** START OF SOURCE TEXT **
I enjoyed the movie overall. A little over-the-top, but still a good flick.
What I loved:
Val Kilmer's acting. I've never seen him act better. Good stuff.
When they first went after the Cowboys, and Earp (I think) jumped through the fucking window, and then killed all the Cowboys there. That was fucking sweet.
The things that really bothered me were:
The wasted shooting on horseback, especially when you couldn't see that they were shooting at anyone. Does this happen in most Westerns?
Kurt Russel's mustache. That was just ridiculous.
The end of the movie, where Wyatt doesn't have to worry about money ever again because his bitch's family is rich, and he's perfectly OK with just mooching and getting room service from her moneys. [Reply]
Originally Posted by blaise:
It's funny, I re-watched Tombstone over the weekend too because a bunch of people were mentioning it last week.
** END OF SOURCE TEXT **
** START OF GIVEN DATA **
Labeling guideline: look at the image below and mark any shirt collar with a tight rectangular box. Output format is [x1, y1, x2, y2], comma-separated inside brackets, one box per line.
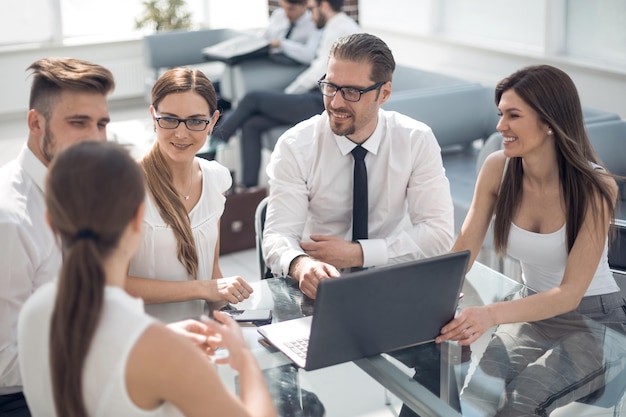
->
[334, 110, 384, 156]
[17, 145, 48, 192]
** END OF GIVEN DATA **
» WRITTEN INSTRUCTION:
Continue the Tombstone forum post with a few sentences that pick up right after its final line. The listing is separate material and has no connection to the Tombstone forum post.

» REPLY:
I thought the scenes where they were shooting the Cowboys off the horse were dumb. I would have preferred a couple of actual scenes of them going into saloons oir hideouts and shooting them.
I also thought the music was way over the top at points. And I thought it had a little too much of that 1990's shine and polish on it. It was too slick for a western. It was ok, Kilmer was great, but it was nowhere near the top of the list when it comes to westerns.
You were disappointed because they shot cowboys off horses instead of shooting cowboys inside a saloon?
And it didn't impress me all that much. Good movie, not better than Tombstone.
To each his own.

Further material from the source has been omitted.